WHAT IS EXPECTED: Every entry in the data is to be written out exactly; no picture belongs in the copy.

RECORDS FOR THE EXERCISE:

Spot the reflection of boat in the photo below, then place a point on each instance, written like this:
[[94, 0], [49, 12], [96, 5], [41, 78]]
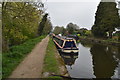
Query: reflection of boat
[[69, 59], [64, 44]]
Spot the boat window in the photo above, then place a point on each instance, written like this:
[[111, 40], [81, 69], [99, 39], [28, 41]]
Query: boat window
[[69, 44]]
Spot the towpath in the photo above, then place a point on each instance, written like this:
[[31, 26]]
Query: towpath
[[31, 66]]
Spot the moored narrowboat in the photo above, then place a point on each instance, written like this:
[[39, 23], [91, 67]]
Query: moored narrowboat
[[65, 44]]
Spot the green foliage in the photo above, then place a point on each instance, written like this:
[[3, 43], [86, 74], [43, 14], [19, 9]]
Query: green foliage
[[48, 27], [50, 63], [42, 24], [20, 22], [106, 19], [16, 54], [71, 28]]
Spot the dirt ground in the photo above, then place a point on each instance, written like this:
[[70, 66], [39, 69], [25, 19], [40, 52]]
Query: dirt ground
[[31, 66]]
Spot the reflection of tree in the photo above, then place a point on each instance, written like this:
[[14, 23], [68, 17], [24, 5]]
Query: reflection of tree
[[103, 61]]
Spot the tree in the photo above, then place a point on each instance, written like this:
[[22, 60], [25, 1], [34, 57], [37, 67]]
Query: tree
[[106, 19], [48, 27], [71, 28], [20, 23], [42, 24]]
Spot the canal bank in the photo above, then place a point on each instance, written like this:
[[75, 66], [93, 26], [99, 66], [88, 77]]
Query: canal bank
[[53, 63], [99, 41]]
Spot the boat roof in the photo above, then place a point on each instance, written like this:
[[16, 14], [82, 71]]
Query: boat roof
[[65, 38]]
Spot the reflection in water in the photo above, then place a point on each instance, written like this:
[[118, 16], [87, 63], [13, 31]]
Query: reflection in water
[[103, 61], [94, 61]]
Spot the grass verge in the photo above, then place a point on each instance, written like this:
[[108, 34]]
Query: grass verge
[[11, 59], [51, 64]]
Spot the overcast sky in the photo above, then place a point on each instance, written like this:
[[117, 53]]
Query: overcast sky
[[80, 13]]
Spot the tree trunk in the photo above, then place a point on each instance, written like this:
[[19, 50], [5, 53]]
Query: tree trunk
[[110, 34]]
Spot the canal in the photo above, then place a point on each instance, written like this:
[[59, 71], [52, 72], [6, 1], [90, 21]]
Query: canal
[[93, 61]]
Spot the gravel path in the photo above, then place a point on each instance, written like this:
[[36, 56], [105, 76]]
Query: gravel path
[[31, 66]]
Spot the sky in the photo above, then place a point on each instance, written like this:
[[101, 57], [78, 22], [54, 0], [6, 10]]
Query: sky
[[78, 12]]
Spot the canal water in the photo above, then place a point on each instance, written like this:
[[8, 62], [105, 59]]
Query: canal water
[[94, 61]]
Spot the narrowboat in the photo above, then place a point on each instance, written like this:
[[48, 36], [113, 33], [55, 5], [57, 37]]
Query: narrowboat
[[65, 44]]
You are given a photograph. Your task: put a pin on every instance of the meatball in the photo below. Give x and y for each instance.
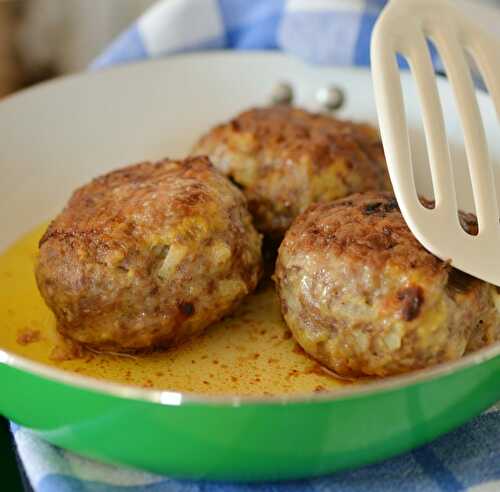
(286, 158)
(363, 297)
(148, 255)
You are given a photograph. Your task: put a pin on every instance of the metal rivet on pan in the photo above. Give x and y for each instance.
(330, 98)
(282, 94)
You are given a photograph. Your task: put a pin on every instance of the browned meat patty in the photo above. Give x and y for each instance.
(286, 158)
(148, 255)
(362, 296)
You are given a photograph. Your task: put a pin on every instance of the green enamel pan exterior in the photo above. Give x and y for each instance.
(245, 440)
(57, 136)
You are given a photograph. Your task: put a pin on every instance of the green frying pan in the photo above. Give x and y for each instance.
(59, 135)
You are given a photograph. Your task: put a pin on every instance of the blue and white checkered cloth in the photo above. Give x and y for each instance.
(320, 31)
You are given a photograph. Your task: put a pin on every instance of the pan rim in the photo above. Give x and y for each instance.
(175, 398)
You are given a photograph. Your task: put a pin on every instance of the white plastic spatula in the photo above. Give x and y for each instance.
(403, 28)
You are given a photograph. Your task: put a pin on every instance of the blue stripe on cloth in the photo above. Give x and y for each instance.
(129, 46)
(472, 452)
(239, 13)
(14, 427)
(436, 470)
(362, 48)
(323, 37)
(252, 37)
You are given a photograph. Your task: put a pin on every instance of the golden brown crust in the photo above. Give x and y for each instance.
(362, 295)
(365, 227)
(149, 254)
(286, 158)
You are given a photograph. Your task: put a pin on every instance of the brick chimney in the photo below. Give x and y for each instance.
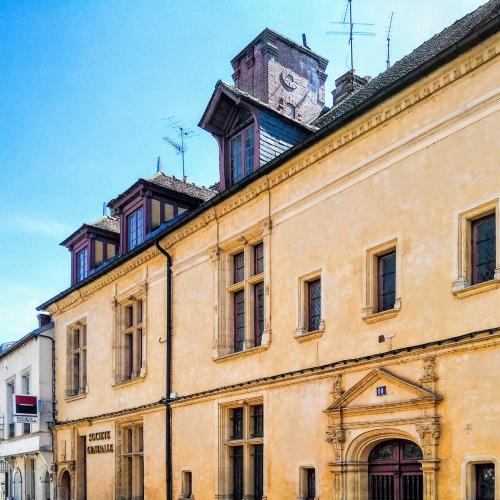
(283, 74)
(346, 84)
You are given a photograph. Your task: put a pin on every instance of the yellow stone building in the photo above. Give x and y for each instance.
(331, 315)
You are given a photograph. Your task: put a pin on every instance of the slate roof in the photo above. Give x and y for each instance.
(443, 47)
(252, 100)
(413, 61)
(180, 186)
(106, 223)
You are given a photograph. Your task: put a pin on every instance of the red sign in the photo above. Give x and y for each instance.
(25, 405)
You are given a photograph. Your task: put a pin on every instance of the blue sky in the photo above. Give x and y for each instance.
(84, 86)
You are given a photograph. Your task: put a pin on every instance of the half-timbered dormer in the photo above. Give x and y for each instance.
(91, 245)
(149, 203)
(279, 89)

OUTPUT FOR THIS EXERCISE:
Spot the reflection of boat in the photo below, then place a point on each instance, written like this:
[[94, 0], [49, 12], [96, 5], [41, 78]]
Query: reflection of boat
[[69, 59], [64, 44]]
Spot the boat window in the photo above, then place a point on each instance, written like this:
[[111, 40], [81, 69], [99, 39], [28, 41]]
Query: boat window
[[69, 44]]
Spot the towpath in the photo above, then place a point on each instance, written like this:
[[31, 26]]
Query: towpath
[[31, 66]]
Spot the moored narrowboat in the photo above, then place a point on each instance, written like this:
[[39, 23], [91, 67]]
Query: moored narrowboat
[[65, 44]]
Spot the green foliage in the photo above, then place a point on each instance, written like this:
[[3, 43], [86, 74], [43, 14], [19, 9]]
Query: green foliage
[[48, 27], [50, 63], [42, 24], [20, 22], [106, 19], [16, 54], [71, 28]]
Spot the dirt ground in the photo above, then place a point on each instance, written like this:
[[70, 66], [39, 69], [25, 19], [40, 52]]
Query: dirt ground
[[31, 66]]
Spot the reflection of tree in the photo above, then place a point on each instance, written like this:
[[14, 23], [68, 17], [24, 5]]
Query: reflection of tree
[[103, 61]]
Spot the tree in the photo above, then place a point on each instance, written like this:
[[22, 60], [25, 1], [34, 57], [37, 67]]
Query: tree
[[106, 19], [48, 27], [71, 28], [20, 23], [42, 24]]
Spot the canal bank in the photo above, then place a point on each instance, written like this:
[[75, 66], [93, 26], [99, 66], [88, 77]]
Query: canal bank
[[53, 63], [99, 41]]
Spot the boat roof in the photo above, then place a point on each instance, written like this:
[[16, 14], [82, 71]]
Query: boat roof
[[65, 38]]
Spot the reflection in water in the photo above, then place a point on each instance, written like this:
[[118, 16], [87, 63], [13, 31]]
Query: reflection in water
[[103, 61], [94, 61]]
Spot the grass verge in the photo above, then place a point on each instance, written like this:
[[108, 34]]
Query: grass verge
[[11, 59], [51, 64]]
Spot the overcast sky in the photo above, then place a point on each instance, written like this:
[[117, 53]]
Query: overcast sky
[[80, 13]]
Spot the tree trunk in the photo above, then place a point on each instance, written like this:
[[19, 50], [5, 53]]
Query: tree trunk
[[110, 34]]
Spot the canal in the photo above, then place a point on each instance, written like this:
[[59, 71], [52, 72], [6, 1], [90, 21]]
Query: canal
[[93, 61]]
Spot the gravel path in the photo above, then place a point on each instance, written like this:
[[36, 56], [105, 76]]
Query: gravel path
[[31, 66]]
Spot the sky in the photo above, then place a point on each instance, written like this:
[[101, 57], [78, 22], [54, 0], [6, 10]]
Query: sky
[[78, 12]]
Spot the canal water in the photo above, then place a point on each instance, written like this:
[[8, 62], [105, 59]]
Query: canal water
[[94, 61]]
Spot the narrowboat in the photo above, then place a point on each instance, written like this:
[[48, 36], [113, 33], [55, 5], [57, 37]]
Query: narrowboat
[[65, 44]]
You are given a photograph. Your task: put a pin on every instance of the meatball in the photo below. Give x and y for each instance.
(286, 158)
(363, 297)
(148, 255)
You are given a photograph. Your task: put a pin on every instance of the metal rivet on pan in the photo above. Give x and y for each instance.
(330, 98)
(282, 94)
You are given a photograph. Your task: put a pin on every instance of the browned meat patty in the photo above. Give x and y for each instance.
(286, 158)
(148, 255)
(362, 296)
You are given a photograph. Your task: put a pin on every instance of the green enamel pan exterior in the photo above. Give x and y for each instance.
(245, 440)
(57, 136)
You are given a photograph. Your task: put a pin on every instance of the green frying pan in the photo above. Give x and y for each instance.
(59, 135)
You are given a photograph. Your task: put a pin on every instance of the blue and white checkered cloth in the photo above. Give x and y for each instance.
(320, 31)
You are given a photograph. Your task: put a pin on every instance of the pan rim in the photo above. Give x and y for each instance.
(175, 398)
You are given a photograph. Your task: put a pin on every instance of the white plastic spatula in the photo above. Give x and y for each instance.
(403, 28)
You are given a photograph. Your task: put a pin on every instance of the blue stripe on cloth in the photo above. Give x and y for each instance.
(129, 46)
(472, 452)
(239, 13)
(14, 427)
(436, 470)
(362, 48)
(323, 37)
(252, 37)
You are given a photograph. Your task: put a pin on every instance of the golden brown crust in the photo above. Give x and y for each instance.
(362, 295)
(365, 227)
(149, 254)
(286, 158)
You are given a photograph. Your task: put a pin on every instance of the brick chimney in the photo below. Give x and y for each instance.
(283, 74)
(346, 84)
You are given a photograph. Your task: put a pin on every instance of the yellow stone building in the photo above. Give x and y for each instance.
(331, 315)
You are given a photograph. Your task: put a pin on every instance of the slate roof in the photo above. Give x and y for each instance.
(443, 47)
(252, 100)
(413, 61)
(180, 186)
(106, 223)
You are given a photograph. Your task: put a pin on every instance of the red sign in the photo above. Give x and y for each instance.
(25, 405)
You are given a photograph. Your task: put a pin on every instance of the blue sky in the photo above. Give x and y for each instance.
(84, 86)
You are given a photograph. Your task: put a pin on every instance of the half-timbered dormer in the photo above. Give x and y for each instance.
(91, 245)
(149, 203)
(279, 89)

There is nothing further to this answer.